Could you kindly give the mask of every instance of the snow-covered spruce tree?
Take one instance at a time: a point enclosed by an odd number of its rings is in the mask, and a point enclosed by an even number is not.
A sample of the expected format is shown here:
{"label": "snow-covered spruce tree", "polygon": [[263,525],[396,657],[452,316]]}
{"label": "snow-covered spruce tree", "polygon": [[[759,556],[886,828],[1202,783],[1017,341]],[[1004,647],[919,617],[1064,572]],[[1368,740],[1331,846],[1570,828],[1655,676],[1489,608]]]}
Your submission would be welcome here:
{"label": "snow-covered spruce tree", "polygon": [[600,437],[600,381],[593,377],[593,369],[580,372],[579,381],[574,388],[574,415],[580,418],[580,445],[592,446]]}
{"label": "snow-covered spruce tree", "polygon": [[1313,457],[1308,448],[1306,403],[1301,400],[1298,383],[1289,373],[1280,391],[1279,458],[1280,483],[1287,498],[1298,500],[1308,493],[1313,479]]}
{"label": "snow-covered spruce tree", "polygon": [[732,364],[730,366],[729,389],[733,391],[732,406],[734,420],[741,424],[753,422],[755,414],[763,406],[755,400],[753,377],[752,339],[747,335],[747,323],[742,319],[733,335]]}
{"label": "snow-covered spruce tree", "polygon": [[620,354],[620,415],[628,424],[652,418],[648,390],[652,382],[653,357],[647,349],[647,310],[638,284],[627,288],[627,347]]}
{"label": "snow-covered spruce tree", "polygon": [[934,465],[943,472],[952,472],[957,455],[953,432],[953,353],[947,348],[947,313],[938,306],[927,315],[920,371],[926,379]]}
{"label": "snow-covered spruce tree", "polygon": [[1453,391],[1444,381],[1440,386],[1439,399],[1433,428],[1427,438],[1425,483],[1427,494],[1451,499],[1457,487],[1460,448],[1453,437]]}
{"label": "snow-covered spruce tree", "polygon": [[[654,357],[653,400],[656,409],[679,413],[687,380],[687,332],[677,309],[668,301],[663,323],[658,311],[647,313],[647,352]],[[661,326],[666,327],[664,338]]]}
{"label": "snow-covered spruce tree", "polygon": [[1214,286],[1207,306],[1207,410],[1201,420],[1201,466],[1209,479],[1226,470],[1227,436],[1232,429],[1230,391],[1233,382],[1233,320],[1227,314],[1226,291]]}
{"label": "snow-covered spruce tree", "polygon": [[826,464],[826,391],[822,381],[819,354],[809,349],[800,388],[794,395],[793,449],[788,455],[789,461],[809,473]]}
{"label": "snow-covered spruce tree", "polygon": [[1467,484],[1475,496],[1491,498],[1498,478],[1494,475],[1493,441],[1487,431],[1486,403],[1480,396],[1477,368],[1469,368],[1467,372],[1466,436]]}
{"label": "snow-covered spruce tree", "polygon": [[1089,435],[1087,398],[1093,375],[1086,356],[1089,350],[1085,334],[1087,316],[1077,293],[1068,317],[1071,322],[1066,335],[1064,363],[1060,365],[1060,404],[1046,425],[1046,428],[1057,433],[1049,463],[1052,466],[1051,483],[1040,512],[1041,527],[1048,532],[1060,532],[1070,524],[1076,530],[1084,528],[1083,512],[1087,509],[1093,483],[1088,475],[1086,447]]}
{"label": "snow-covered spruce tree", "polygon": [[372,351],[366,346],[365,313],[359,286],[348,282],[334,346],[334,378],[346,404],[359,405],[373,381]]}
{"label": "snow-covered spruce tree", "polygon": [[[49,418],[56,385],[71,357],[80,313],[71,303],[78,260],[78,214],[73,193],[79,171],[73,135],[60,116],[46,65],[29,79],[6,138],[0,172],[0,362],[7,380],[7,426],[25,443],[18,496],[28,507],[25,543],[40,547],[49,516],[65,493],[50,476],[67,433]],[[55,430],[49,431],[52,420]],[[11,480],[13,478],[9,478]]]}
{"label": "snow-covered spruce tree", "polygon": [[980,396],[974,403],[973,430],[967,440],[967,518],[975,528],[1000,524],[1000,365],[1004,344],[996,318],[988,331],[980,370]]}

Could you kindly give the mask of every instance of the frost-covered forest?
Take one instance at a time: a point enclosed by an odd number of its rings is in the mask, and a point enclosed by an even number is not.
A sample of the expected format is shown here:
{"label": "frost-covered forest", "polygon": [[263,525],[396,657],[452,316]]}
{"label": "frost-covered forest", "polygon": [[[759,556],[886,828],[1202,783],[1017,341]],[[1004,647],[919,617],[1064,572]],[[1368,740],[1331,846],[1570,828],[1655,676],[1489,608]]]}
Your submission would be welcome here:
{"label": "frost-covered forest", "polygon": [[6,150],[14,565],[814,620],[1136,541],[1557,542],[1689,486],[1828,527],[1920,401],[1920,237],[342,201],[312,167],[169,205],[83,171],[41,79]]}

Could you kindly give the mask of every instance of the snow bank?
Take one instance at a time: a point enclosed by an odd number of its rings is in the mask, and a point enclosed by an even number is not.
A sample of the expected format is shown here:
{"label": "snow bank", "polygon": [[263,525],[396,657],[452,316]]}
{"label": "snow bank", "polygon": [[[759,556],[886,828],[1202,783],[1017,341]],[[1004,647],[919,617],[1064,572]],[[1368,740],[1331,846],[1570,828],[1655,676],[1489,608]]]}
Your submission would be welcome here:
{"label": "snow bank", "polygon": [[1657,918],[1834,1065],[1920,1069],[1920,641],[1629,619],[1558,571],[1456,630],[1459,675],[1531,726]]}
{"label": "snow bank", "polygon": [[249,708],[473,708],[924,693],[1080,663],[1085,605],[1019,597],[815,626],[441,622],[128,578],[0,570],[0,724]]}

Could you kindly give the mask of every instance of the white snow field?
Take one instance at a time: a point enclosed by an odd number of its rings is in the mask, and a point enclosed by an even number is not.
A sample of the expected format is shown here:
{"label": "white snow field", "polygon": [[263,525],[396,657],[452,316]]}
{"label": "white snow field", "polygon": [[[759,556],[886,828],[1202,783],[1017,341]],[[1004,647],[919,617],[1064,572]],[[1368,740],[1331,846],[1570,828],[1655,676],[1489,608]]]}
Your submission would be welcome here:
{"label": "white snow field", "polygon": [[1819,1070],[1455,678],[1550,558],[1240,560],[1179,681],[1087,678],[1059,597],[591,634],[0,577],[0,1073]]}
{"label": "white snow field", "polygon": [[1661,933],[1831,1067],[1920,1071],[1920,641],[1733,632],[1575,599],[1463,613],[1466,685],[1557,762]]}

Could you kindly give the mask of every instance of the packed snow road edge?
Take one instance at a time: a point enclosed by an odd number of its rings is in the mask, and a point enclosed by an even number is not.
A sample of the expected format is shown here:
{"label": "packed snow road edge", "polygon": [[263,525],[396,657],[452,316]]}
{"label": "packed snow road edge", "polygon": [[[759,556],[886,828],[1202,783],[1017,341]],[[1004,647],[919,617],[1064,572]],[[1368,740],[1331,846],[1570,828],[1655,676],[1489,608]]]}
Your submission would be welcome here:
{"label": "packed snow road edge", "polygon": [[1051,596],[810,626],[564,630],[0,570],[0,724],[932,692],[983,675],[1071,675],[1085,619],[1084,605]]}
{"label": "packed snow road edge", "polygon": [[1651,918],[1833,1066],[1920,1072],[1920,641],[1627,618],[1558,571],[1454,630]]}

◆ WORK TO BE COMPLETED
The data is to be given again in full, with every line exact.

◆ RESULT
Could you kindly give the mask of every instance of the snow-covered spruce tree?
Take one instance at a time: a point enclosed by an odd number of its rings is in the mask, and a point enclosed by an even number is not.
A sample of the expected format is shown here:
{"label": "snow-covered spruce tree", "polygon": [[263,525],[396,657],[452,316]]}
{"label": "snow-covered spruce tree", "polygon": [[[759,556],[886,828],[1202,783],[1017,341]],[[1004,647],[919,617],[1064,572]],[[1368,740],[1331,846],[1570,828],[1655,676],[1489,608]]]}
Your submission would be welcome here:
{"label": "snow-covered spruce tree", "polygon": [[600,437],[600,381],[593,377],[593,369],[580,372],[579,381],[574,388],[574,415],[580,418],[580,445],[592,446]]}
{"label": "snow-covered spruce tree", "polygon": [[1313,457],[1308,448],[1306,403],[1301,400],[1298,383],[1289,373],[1280,391],[1279,458],[1280,483],[1287,498],[1298,500],[1308,493],[1313,479]]}
{"label": "snow-covered spruce tree", "polygon": [[732,364],[730,366],[729,389],[733,391],[732,406],[734,420],[741,424],[753,422],[755,414],[763,406],[755,400],[753,377],[752,339],[747,335],[747,323],[742,319],[733,335]]}
{"label": "snow-covered spruce tree", "polygon": [[620,354],[620,415],[628,424],[652,418],[648,390],[652,382],[653,357],[647,349],[647,310],[638,284],[627,288],[627,347]]}
{"label": "snow-covered spruce tree", "polygon": [[934,465],[943,472],[952,472],[957,455],[953,432],[953,353],[947,348],[947,313],[938,306],[927,315],[920,371],[926,379]]}
{"label": "snow-covered spruce tree", "polygon": [[1453,391],[1444,381],[1440,386],[1439,399],[1433,428],[1427,438],[1425,483],[1427,494],[1451,499],[1457,487],[1460,448],[1453,437]]}
{"label": "snow-covered spruce tree", "polygon": [[[654,357],[653,400],[656,409],[679,413],[687,380],[687,332],[677,309],[668,301],[663,323],[658,311],[647,313],[647,352]],[[661,326],[666,327],[664,338]]]}
{"label": "snow-covered spruce tree", "polygon": [[1214,286],[1207,306],[1207,410],[1201,420],[1201,466],[1209,479],[1226,470],[1227,436],[1232,429],[1230,391],[1233,382],[1233,320],[1227,314],[1226,291]]}
{"label": "snow-covered spruce tree", "polygon": [[826,464],[826,391],[822,381],[819,354],[809,349],[800,388],[794,395],[793,449],[788,455],[789,461],[809,473]]}
{"label": "snow-covered spruce tree", "polygon": [[1467,484],[1475,496],[1491,498],[1498,478],[1494,475],[1493,441],[1487,431],[1486,403],[1480,396],[1477,368],[1469,368],[1467,372],[1466,436]]}
{"label": "snow-covered spruce tree", "polygon": [[1089,435],[1087,398],[1093,375],[1086,356],[1089,350],[1085,334],[1087,316],[1077,293],[1068,317],[1071,322],[1066,335],[1064,363],[1060,365],[1060,404],[1046,425],[1046,428],[1057,433],[1049,463],[1052,466],[1051,483],[1040,512],[1041,527],[1048,532],[1060,532],[1070,524],[1076,530],[1084,528],[1083,512],[1087,509],[1093,483],[1088,475],[1086,447]]}
{"label": "snow-covered spruce tree", "polygon": [[372,351],[366,346],[365,313],[359,286],[348,282],[334,346],[334,378],[346,404],[359,405],[373,381]]}
{"label": "snow-covered spruce tree", "polygon": [[[49,418],[56,385],[71,357],[80,313],[71,303],[78,260],[78,214],[73,193],[79,171],[73,135],[60,116],[46,65],[29,79],[6,138],[0,172],[0,362],[7,380],[7,426],[25,443],[18,496],[28,507],[25,543],[40,547],[49,516],[65,493],[50,476],[67,433]],[[55,430],[49,431],[52,420]],[[11,480],[13,478],[9,478]]]}
{"label": "snow-covered spruce tree", "polygon": [[980,396],[974,403],[973,430],[967,440],[967,518],[975,528],[1000,524],[1000,365],[1004,344],[996,318],[988,331],[980,370]]}

Could you kindly give the mask of every instance of the frost-covered forest?
Take one instance at a time: a point enclosed by an odd number of its rings is in the mask, and a point enclosed by an even number is not.
A sample of the expected format is shown here:
{"label": "frost-covered forest", "polygon": [[263,525],[396,657],[452,316]]}
{"label": "frost-covered forest", "polygon": [[[759,556],[886,828],[1202,783],[1017,341]],[[1004,647],[919,617],[1064,572]],[[1368,740],[1331,846],[1570,828],[1655,676],[1489,608]]]}
Your submission would be welcome here:
{"label": "frost-covered forest", "polygon": [[6,150],[14,565],[814,620],[1136,541],[1557,542],[1689,486],[1828,527],[1920,401],[1920,237],[342,201],[312,167],[169,205],[83,171],[41,79]]}

Could you kindly give the mask of every instance of the snow bank?
Take one instance at a time: a point enclosed by an odd number of its rings is in the mask, and a point enclosed by an even number is not.
A sample of the expected format is shown here:
{"label": "snow bank", "polygon": [[263,525],[396,657],[452,316]]}
{"label": "snow bank", "polygon": [[[759,556],[886,828],[1202,783],[1017,341]],[[1004,647],[919,617],[1064,572]],[[1368,740],[1331,846],[1570,828],[1655,676],[1489,608]]]}
Your submission would be welcome here:
{"label": "snow bank", "polygon": [[1657,918],[1834,1065],[1920,1069],[1920,641],[1629,619],[1558,571],[1456,630],[1459,675],[1531,726]]}
{"label": "snow bank", "polygon": [[249,708],[473,708],[924,693],[1080,663],[1085,605],[1019,597],[815,626],[441,622],[128,578],[0,570],[0,724]]}

Could you kindly give the mask of every instance of the white snow field?
Take one instance at a time: a point enclosed by an odd number of its rings is in the mask, and a point enclosed by an even number is not.
A sample of the expected format is shown here:
{"label": "white snow field", "polygon": [[263,525],[396,657],[452,316]]}
{"label": "white snow field", "polygon": [[[759,556],[886,828],[1202,783],[1017,341]],[[1004,647],[919,617],[1064,572]],[[1368,740],[1331,846],[1570,828],[1655,676],[1489,608]]]}
Your submission would be welcome here:
{"label": "white snow field", "polygon": [[1819,1070],[1455,678],[1550,558],[1240,560],[1179,681],[1087,678],[1059,597],[591,634],[0,577],[0,1073]]}
{"label": "white snow field", "polygon": [[1661,933],[1831,1067],[1920,1071],[1920,641],[1733,632],[1575,599],[1463,613],[1466,685],[1557,762]]}

Could you kindly give the mask of every instance of the packed snow road edge?
Take one instance at a time: a point enclosed by an odd number of its rings is in the mask, and a point enclosed by an even number is not.
A sample of the expected format is shown here:
{"label": "packed snow road edge", "polygon": [[263,525],[396,657],[452,316]]}
{"label": "packed snow road edge", "polygon": [[[759,556],[886,828],[1202,783],[1017,341]],[[1004,647],[919,617],[1064,572]],[[1368,740],[1331,846],[1570,828],[1655,676],[1489,608]]]}
Your submission would be welcome here:
{"label": "packed snow road edge", "polygon": [[1051,596],[810,626],[564,630],[0,570],[0,724],[932,692],[983,675],[1071,675],[1085,619],[1084,605]]}
{"label": "packed snow road edge", "polygon": [[1651,918],[1833,1066],[1920,1072],[1920,641],[1627,618],[1558,571],[1454,630]]}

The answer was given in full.